(What you will do): Please convert everything in the listing below, from the line containing "For each instance of the red star" down to the end of the listing, into a Markdown table with the columns Row and Listing line, numbering each line and omitting blank lines.

A data block
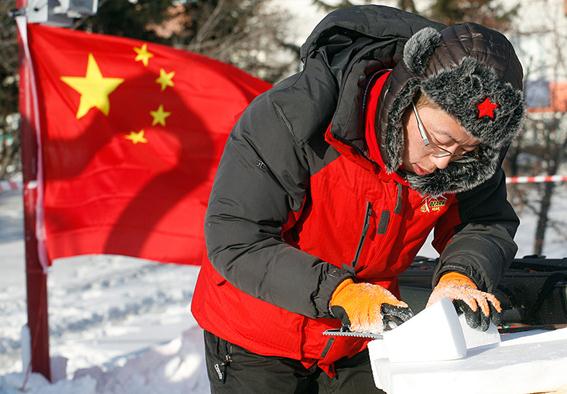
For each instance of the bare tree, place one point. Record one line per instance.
(489, 13)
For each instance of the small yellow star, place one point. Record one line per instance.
(143, 55)
(137, 137)
(159, 116)
(93, 87)
(165, 79)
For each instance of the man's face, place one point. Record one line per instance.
(445, 135)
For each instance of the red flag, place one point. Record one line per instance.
(131, 136)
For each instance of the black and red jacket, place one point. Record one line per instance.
(301, 201)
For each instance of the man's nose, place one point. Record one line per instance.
(441, 162)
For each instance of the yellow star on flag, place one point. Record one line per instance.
(143, 55)
(137, 137)
(159, 116)
(165, 79)
(94, 88)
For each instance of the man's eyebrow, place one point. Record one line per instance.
(448, 134)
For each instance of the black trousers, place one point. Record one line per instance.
(234, 370)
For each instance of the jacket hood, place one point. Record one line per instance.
(353, 44)
(472, 73)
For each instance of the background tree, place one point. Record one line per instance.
(249, 34)
(490, 13)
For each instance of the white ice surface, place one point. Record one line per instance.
(523, 363)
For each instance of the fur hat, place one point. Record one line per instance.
(473, 74)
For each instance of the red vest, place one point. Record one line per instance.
(347, 197)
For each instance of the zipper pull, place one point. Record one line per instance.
(220, 368)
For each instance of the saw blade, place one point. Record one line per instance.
(341, 333)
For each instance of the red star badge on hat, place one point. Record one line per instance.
(486, 108)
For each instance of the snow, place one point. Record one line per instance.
(123, 325)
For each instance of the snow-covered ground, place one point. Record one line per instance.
(123, 324)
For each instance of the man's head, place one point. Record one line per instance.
(434, 139)
(465, 83)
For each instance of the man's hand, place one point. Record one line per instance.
(479, 307)
(367, 307)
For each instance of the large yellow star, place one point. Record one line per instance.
(159, 116)
(137, 137)
(165, 79)
(143, 55)
(94, 88)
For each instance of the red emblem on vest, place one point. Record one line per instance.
(486, 108)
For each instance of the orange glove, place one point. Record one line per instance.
(368, 308)
(479, 307)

(Expected output):
| Row | Listing line |
|---|---|
| 1 | For each instance of the red star badge on hat, place one point. Record one line per instance. |
| 2 | (486, 108) |
| 3 | For each instance of the snow, place one point. Record one line per instance. |
| 4 | (123, 325) |
| 5 | For each instance of the snow-covered ground, place one point. Record one line per instance. |
| 6 | (123, 324) |
| 7 | For each instance of the man's head, place one point. Record one line per instance. |
| 8 | (434, 139) |
| 9 | (465, 83) |
| 10 | For each instance of the man's hand, place one point. Record one line per instance. |
| 11 | (479, 307) |
| 12 | (367, 307) |
| 13 | For each instance of the large yellow star, place one point. Record one line per instance. |
| 14 | (159, 116) |
| 15 | (137, 137) |
| 16 | (165, 79) |
| 17 | (143, 55) |
| 18 | (94, 88) |
| 19 | For each instance of the red emblem on vest, place one point. Record one line per instance. |
| 20 | (486, 108) |
| 21 | For each instance of the orange glove, place one point. Record one line per instance. |
| 22 | (368, 308) |
| 23 | (479, 307) |